Your objective: Would you print only the lines running from the one with "the boulder above? Mark it with a dot." to the final line of the data below, word for word and without pictures?

Data entries:
--------------------
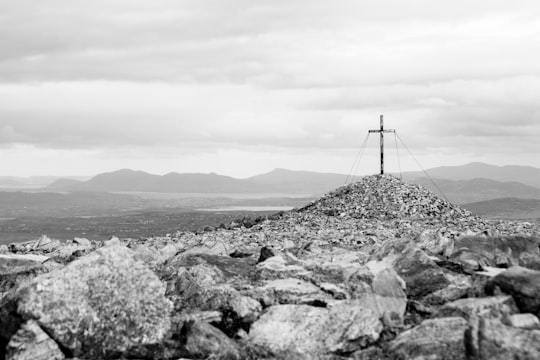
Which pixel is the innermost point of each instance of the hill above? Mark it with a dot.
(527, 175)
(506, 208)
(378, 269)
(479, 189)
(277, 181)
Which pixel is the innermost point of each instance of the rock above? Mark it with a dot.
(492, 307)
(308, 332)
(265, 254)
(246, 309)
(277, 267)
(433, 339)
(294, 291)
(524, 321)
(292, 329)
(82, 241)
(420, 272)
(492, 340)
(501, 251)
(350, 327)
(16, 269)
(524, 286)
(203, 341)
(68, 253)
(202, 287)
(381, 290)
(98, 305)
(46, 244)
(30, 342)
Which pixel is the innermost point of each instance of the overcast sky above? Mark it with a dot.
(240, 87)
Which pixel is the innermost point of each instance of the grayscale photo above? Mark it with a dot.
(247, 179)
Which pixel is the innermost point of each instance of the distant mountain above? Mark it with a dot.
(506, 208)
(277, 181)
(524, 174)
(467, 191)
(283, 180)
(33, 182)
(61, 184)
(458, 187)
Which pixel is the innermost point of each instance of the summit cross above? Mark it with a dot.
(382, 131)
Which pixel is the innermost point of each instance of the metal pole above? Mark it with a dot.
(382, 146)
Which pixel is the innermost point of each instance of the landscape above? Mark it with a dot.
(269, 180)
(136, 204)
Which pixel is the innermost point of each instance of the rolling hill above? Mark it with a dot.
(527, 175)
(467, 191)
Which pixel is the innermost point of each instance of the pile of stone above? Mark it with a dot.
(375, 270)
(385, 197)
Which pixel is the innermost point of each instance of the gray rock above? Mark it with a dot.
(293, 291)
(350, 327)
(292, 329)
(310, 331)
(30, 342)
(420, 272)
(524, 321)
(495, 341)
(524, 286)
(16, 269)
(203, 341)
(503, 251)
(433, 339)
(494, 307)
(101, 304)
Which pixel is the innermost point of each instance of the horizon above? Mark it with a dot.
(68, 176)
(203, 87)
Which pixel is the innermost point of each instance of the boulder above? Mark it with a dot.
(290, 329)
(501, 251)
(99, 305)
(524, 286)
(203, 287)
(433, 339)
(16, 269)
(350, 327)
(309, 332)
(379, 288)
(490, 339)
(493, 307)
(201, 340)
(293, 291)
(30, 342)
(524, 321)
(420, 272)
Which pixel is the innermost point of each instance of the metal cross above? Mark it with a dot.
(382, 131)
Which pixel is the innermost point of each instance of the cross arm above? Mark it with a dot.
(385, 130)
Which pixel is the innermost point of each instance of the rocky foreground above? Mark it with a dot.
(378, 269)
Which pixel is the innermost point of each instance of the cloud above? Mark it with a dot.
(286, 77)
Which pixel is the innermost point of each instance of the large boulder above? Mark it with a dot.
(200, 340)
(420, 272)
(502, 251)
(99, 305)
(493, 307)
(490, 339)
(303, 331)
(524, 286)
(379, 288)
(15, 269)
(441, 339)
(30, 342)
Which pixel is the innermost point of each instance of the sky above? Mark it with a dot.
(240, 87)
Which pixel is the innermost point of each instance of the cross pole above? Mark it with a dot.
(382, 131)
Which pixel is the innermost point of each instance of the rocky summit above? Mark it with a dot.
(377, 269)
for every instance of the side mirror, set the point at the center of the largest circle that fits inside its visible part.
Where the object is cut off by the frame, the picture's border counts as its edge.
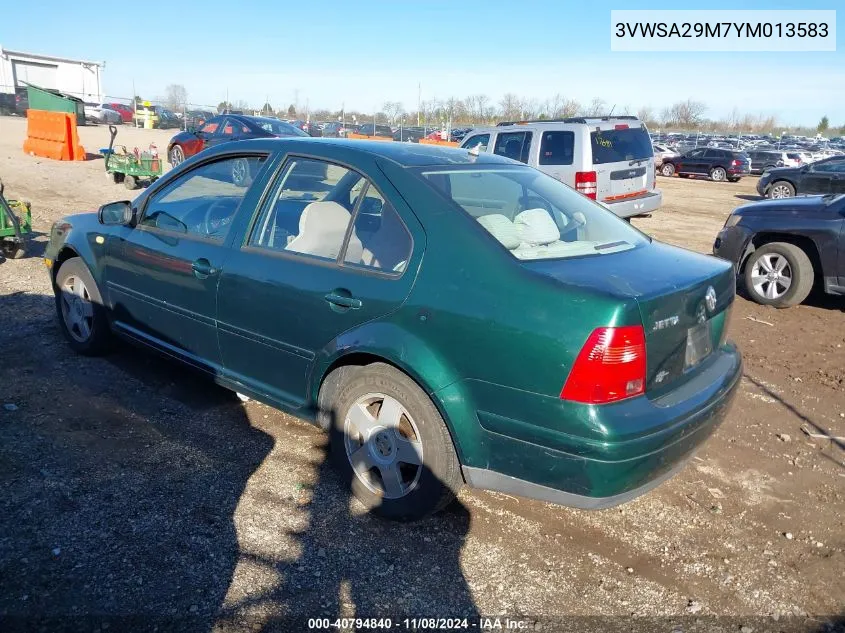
--------------------
Written answer:
Which pixel is the innermost point of each instance of the boulder above? Mark it with a dot.
(290, 329)
(501, 251)
(99, 305)
(524, 286)
(203, 287)
(433, 339)
(16, 269)
(350, 327)
(309, 332)
(379, 288)
(490, 339)
(493, 307)
(201, 340)
(293, 291)
(30, 342)
(524, 321)
(420, 272)
Which pixel is the innermost point of each instance of the metal cross above? Mark it with a dot.
(382, 131)
Which pixel is the innermost point of each instance of the cross arm above? Mark it with a dot.
(385, 130)
Which pixel is the innermost point of each instance of the rocky foreground above? Mark it with a dot.
(378, 269)
Which pixel is the innermost point of each instance of the cloud above? Mark it with a dot.
(286, 77)
Which pixel is the innermost point of each instance of the large boulder above? Mark it with a dot.
(200, 340)
(420, 272)
(502, 251)
(99, 305)
(493, 307)
(490, 339)
(303, 331)
(524, 286)
(379, 288)
(15, 269)
(441, 339)
(30, 342)
Which pixel is the innermost point of each instance of the sky above? Mark it with a dot.
(240, 87)
Which pixel is the innermost point of each instance of the cross pole above? Mark it with a dot.
(382, 131)
Which pixel is the innermost point of each instance of the rocky summit above? Mark it with a dot.
(377, 269)
for every instance of the side mirror, set the point at the center of the largest circle that fits inside its visible part.
Where the object is cut off by the frame, the picture's border counts as its edge.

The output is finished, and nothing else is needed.